- _Task objective_
Answer with one number only: how many lines in the material contain "stem".

- _The input_
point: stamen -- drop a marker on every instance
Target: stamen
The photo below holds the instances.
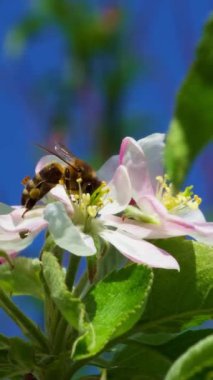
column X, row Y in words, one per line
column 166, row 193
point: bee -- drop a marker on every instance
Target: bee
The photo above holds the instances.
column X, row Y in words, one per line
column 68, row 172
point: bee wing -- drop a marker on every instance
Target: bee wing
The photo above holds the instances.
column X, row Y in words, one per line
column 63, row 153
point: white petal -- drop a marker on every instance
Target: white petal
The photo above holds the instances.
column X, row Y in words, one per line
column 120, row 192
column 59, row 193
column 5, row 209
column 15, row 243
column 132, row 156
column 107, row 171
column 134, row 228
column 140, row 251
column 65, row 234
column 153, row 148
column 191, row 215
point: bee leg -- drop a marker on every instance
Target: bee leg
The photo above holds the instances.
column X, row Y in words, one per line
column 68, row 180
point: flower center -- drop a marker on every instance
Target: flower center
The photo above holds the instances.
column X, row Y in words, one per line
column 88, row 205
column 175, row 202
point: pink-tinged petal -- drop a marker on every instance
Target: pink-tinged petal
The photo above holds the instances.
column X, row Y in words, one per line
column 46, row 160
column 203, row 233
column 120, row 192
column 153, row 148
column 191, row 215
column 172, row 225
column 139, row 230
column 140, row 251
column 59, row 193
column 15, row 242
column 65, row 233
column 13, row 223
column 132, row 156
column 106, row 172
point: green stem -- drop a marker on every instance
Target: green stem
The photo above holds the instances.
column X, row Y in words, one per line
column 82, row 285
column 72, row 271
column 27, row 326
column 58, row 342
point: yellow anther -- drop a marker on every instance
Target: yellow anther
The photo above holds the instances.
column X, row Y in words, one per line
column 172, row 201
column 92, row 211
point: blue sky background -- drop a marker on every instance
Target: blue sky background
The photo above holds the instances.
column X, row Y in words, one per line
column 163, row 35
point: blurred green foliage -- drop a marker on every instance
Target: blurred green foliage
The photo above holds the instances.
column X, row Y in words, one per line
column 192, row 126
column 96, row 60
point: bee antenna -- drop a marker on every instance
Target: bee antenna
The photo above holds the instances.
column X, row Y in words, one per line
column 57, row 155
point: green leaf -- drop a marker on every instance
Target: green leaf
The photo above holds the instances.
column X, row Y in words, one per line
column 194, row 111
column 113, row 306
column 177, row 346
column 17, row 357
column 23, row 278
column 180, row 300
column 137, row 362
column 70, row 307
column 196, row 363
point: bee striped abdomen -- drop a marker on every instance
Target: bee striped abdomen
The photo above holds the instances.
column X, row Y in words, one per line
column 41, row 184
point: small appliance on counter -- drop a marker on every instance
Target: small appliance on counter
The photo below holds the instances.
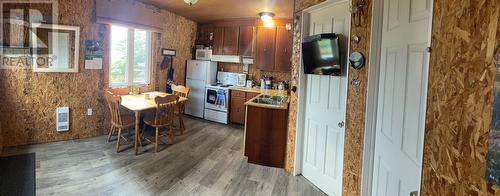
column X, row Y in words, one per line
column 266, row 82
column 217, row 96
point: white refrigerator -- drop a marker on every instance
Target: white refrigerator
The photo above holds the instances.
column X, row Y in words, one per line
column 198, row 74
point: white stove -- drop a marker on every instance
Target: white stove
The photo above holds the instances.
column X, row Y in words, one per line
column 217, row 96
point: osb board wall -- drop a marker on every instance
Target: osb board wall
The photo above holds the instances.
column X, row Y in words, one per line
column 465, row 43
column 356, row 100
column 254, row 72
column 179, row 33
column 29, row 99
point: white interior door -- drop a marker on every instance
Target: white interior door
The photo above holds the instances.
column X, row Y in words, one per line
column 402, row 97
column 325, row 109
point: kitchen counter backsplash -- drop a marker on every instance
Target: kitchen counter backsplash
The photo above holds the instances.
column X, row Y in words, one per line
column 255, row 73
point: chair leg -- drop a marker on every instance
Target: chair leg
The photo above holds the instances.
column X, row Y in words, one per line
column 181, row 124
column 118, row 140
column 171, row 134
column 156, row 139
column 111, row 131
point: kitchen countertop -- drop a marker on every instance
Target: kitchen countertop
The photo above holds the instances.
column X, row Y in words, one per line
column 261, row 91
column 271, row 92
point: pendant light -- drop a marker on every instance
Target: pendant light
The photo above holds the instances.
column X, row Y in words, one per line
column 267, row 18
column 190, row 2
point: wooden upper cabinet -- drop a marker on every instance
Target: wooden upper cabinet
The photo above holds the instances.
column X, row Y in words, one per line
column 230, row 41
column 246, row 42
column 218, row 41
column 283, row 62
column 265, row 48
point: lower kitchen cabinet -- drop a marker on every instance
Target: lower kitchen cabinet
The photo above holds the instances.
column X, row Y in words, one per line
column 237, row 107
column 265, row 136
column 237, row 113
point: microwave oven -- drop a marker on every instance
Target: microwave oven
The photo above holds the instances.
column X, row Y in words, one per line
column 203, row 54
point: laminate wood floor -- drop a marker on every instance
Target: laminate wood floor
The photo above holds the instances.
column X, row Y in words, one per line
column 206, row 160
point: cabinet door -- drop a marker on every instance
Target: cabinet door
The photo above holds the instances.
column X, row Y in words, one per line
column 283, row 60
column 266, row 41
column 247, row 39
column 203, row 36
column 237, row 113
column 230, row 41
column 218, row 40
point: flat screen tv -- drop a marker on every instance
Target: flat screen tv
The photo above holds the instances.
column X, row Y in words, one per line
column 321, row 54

- _Written response_
2